Excerpts from a detection dataset
::::::

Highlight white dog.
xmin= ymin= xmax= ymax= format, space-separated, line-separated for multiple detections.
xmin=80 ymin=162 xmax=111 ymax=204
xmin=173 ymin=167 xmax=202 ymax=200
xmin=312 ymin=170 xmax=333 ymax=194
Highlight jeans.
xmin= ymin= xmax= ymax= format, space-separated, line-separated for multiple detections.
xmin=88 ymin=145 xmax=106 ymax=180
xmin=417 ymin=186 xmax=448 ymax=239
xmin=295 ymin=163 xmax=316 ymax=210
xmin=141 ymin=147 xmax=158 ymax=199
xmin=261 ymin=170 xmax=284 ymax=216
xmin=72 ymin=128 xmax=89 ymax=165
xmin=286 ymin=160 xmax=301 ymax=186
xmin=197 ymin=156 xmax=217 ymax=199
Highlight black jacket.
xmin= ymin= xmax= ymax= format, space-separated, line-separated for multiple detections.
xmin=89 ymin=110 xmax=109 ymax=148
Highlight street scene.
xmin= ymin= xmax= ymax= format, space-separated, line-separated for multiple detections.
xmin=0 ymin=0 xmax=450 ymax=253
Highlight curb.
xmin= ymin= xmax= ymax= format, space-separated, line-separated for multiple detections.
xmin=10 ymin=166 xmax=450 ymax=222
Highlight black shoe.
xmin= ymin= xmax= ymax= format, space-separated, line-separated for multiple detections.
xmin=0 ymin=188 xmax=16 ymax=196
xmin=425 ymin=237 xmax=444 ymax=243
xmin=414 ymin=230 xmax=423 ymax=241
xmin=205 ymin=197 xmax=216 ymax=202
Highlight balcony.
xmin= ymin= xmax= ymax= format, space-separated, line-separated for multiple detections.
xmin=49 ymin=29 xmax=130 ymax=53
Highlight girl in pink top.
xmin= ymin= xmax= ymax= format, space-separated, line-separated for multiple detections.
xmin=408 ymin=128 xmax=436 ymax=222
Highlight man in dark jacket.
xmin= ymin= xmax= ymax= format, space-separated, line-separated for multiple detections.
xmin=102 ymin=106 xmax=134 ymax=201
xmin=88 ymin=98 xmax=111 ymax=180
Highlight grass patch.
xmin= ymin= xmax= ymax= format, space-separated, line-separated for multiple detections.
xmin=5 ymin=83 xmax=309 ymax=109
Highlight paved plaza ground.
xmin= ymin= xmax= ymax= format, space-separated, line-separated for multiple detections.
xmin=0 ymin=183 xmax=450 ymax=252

::::::

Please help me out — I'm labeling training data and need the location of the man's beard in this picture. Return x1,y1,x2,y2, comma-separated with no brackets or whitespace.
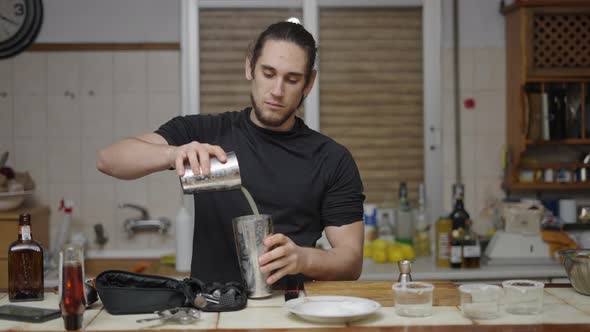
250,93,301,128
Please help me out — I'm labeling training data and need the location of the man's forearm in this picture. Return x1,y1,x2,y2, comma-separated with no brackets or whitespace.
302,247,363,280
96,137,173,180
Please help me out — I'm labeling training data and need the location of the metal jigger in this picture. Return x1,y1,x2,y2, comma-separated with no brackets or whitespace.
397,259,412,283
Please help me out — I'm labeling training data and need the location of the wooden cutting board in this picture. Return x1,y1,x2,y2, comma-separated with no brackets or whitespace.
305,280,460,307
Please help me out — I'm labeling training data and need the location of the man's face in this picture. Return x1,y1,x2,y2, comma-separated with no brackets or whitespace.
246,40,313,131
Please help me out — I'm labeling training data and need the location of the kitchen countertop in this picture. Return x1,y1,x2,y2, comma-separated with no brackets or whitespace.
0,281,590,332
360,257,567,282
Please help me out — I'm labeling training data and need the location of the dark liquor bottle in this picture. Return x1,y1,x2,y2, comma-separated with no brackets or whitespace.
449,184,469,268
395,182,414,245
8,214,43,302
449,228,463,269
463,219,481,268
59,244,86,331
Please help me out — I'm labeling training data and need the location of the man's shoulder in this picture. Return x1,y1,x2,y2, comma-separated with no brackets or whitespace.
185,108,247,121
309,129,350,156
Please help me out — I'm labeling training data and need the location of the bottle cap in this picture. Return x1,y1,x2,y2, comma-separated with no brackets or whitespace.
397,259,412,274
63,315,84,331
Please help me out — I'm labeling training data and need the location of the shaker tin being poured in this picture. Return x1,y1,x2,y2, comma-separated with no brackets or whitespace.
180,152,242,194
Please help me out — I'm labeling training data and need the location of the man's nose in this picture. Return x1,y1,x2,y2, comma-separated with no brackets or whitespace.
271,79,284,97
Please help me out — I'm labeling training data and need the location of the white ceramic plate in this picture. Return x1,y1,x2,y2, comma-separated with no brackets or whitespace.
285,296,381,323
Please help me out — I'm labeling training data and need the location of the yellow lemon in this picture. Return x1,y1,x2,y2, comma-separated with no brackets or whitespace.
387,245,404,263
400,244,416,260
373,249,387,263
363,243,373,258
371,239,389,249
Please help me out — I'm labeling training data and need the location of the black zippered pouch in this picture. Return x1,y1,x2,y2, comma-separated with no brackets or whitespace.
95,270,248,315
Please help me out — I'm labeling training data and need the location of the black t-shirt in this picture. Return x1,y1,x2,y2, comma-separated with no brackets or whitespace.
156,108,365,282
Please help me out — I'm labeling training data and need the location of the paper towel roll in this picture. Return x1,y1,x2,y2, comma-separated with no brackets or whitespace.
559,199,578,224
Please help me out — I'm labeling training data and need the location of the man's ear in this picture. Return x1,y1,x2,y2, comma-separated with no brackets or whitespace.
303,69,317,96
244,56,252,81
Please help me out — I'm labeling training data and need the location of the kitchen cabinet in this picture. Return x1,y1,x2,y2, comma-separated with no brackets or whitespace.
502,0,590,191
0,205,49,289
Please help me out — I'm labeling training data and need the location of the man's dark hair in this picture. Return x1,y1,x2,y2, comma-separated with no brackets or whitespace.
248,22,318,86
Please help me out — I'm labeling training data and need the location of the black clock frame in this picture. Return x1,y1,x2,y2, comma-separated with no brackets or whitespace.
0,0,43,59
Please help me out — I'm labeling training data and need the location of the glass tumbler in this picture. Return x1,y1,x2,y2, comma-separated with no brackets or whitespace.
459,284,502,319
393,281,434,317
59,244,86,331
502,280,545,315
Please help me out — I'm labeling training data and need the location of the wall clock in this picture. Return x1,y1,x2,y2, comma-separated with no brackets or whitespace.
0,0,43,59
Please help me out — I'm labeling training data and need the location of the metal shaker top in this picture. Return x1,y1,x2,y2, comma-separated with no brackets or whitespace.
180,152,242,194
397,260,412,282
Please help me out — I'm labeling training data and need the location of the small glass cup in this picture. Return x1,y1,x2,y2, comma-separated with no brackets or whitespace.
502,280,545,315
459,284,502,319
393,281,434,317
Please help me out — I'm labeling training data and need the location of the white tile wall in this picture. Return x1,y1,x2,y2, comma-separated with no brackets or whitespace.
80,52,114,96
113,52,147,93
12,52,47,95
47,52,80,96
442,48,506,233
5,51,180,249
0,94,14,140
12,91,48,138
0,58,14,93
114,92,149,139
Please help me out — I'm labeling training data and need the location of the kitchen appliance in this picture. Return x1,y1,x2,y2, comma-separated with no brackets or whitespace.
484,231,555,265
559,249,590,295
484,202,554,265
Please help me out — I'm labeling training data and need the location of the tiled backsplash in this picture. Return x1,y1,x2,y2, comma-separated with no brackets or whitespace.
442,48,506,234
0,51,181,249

::::::

Which lines of the listing contain the word "jacket"? List each of those lines in full.

Highlight black jacket.
Highlight man in dark jacket.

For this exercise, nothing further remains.